**Page text**
----------

You can now read 10 articles in a month for free on BostonGlobe.com. Read as much as you want anywhere and anytime for just 99¢.

The Boston Globe

Sports

Revolution 2, Earthquakes 0

Revolution step up, dominate Earthquakes

Sene, Imbongo provide goals

FOXBOROUGH — Through 17 games, the New England Revolution have shaped an identity: Defensively sound but offensively strapped.

They have not established a rhythm.

Continue reading below

They slogged through March and April, scorched through May, and plateaued since then — straddled in the mucky middle of the Eastern Conference standings.

On Saturday, New England reached the season’s midpoint, a home match against the weary San Jose Earthquakes.

“It was a very important game,” Revolution striker Saer Sene said. “Sometimes this is when we give points away. So this is a game we needed to win.”

They did, defeating San Jose, 2-0, at Gillette Stadium. It was characteristic because of offensive flashes without fruition and a shutout from goalie Bobby Shuttleworth — his eighth, tied for most in Major League Soccer.

But it also presented promise of a strong second half. The win kept the Revolution (6-5-6, 24 points) within two points of the Houston Dynamo for fifth place in the Eastern Conference — the final playoff spot.

Continue reading below

Said coach Jay Heaps: “We needed to get home, get some points, and move on to the next game.”

----------

**Provided information**
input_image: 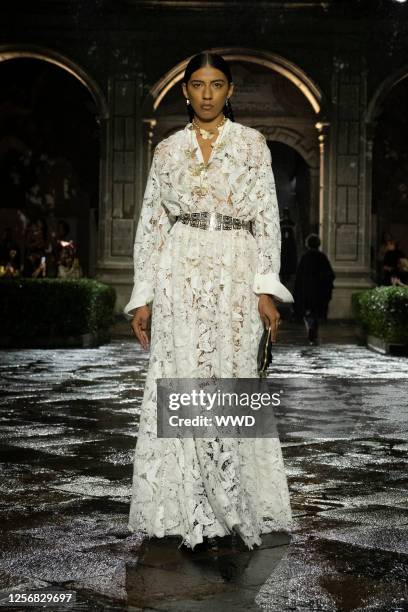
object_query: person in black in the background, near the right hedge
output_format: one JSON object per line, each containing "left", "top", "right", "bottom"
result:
{"left": 294, "top": 234, "right": 336, "bottom": 344}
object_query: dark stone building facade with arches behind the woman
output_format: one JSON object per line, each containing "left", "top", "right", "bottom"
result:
{"left": 0, "top": 0, "right": 408, "bottom": 318}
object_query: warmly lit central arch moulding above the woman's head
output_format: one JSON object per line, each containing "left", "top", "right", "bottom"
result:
{"left": 143, "top": 47, "right": 327, "bottom": 116}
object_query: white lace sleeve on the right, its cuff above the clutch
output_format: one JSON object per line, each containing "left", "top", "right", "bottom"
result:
{"left": 252, "top": 138, "right": 293, "bottom": 302}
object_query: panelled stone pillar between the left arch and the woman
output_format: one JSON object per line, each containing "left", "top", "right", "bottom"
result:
{"left": 96, "top": 76, "right": 143, "bottom": 312}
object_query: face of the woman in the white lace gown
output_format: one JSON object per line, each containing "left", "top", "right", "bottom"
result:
{"left": 183, "top": 66, "right": 234, "bottom": 121}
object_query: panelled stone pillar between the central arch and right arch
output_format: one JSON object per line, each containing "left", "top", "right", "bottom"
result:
{"left": 323, "top": 55, "right": 373, "bottom": 318}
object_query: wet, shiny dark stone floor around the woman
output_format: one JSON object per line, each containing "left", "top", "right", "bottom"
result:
{"left": 0, "top": 324, "right": 408, "bottom": 612}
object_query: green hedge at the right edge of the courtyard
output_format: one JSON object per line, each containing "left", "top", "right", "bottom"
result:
{"left": 352, "top": 286, "right": 408, "bottom": 344}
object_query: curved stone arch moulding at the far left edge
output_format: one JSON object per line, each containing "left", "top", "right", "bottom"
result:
{"left": 0, "top": 45, "right": 109, "bottom": 119}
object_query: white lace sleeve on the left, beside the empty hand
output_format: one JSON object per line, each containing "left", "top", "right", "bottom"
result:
{"left": 123, "top": 147, "right": 172, "bottom": 317}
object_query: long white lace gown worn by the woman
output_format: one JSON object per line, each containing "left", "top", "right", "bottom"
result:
{"left": 124, "top": 119, "right": 293, "bottom": 549}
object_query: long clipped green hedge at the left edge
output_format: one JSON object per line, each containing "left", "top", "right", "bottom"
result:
{"left": 0, "top": 278, "right": 116, "bottom": 344}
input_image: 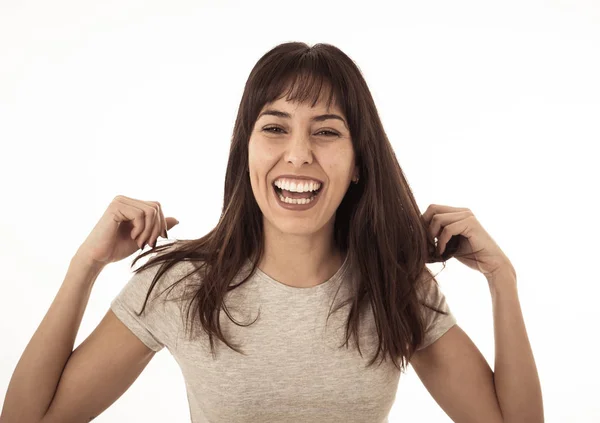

----------

**Task requirements**
A) Translate this sentence from the Revolution match report into Spanish: "On Saturday, New England reached the season’s midpoint, a home match against the weary San Jose Earthquakes."
B) Copy the passage of the Revolution match report that begins at the words "Revolution 2, Earthquakes" and stops after the words "but offensively strapped.".

**Answers for the exercise**
A) El sábado, New England llegó a la mitad de la temporada, un partido en casa contra los cansados San Jose Earthquakes.

B)
Revolution 2, Earthquakes 0

Revolution step up, dominate Earthquakes

Sene, Imbongo provide goals

FOXBOROUGH — Through 17 games, the New England Revolution have shaped an identity: Defensively sound but offensively strapped.